** Prompt **
Echo every line of the listing below word for word, omitting the pictures.

(Named region outline listing)
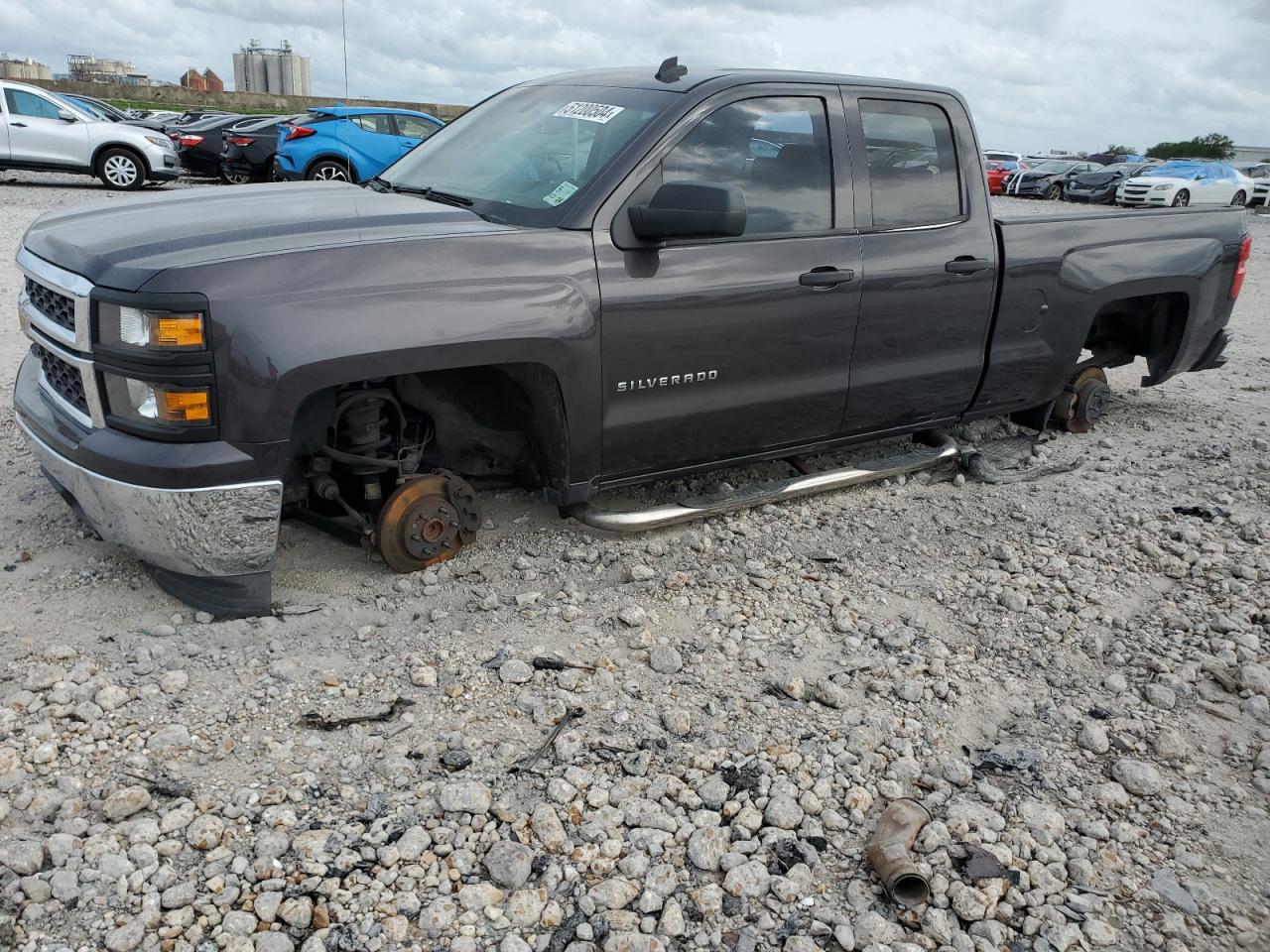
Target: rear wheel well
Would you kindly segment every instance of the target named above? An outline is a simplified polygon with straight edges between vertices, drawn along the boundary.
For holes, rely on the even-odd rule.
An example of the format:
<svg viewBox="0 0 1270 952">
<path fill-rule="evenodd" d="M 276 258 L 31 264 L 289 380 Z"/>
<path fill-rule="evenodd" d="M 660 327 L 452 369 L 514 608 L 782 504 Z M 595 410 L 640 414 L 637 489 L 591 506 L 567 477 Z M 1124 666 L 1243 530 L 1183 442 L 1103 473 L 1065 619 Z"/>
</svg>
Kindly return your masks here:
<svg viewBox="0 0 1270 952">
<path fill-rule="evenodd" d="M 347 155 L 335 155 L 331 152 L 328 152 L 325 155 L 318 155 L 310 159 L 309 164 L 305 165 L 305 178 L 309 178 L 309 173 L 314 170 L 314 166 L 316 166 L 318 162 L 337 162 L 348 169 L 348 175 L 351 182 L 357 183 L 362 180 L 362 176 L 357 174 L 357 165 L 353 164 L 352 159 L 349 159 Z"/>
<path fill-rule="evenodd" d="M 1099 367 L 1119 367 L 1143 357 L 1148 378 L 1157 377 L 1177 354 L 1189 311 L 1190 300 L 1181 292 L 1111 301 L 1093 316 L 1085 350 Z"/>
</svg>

** The answer **
Target: rear wheel well
Would you kindly segment every instance of the target named above? An outline is a simplified polygon with straight edges between vertices, drawn along the boundary.
For holes, rely on the even-odd rule.
An example of the format:
<svg viewBox="0 0 1270 952">
<path fill-rule="evenodd" d="M 276 258 L 31 264 L 289 380 Z"/>
<path fill-rule="evenodd" d="M 660 327 L 452 369 L 514 608 L 782 504 Z M 595 410 L 640 414 L 637 489 L 591 506 L 567 477 Z M 1124 666 L 1243 530 L 1183 442 L 1103 473 L 1065 619 Z"/>
</svg>
Kindly return your masks here:
<svg viewBox="0 0 1270 952">
<path fill-rule="evenodd" d="M 347 155 L 335 155 L 331 152 L 328 152 L 325 155 L 318 155 L 310 159 L 309 164 L 305 165 L 305 178 L 309 178 L 309 173 L 314 170 L 314 166 L 316 166 L 318 162 L 337 162 L 348 169 L 348 175 L 351 182 L 357 183 L 362 180 L 362 176 L 357 174 L 357 165 L 353 164 L 352 159 L 349 159 Z"/>
<path fill-rule="evenodd" d="M 1099 367 L 1119 367 L 1143 357 L 1148 378 L 1157 377 L 1177 354 L 1189 311 L 1190 300 L 1181 292 L 1111 301 L 1093 316 L 1085 350 Z"/>
</svg>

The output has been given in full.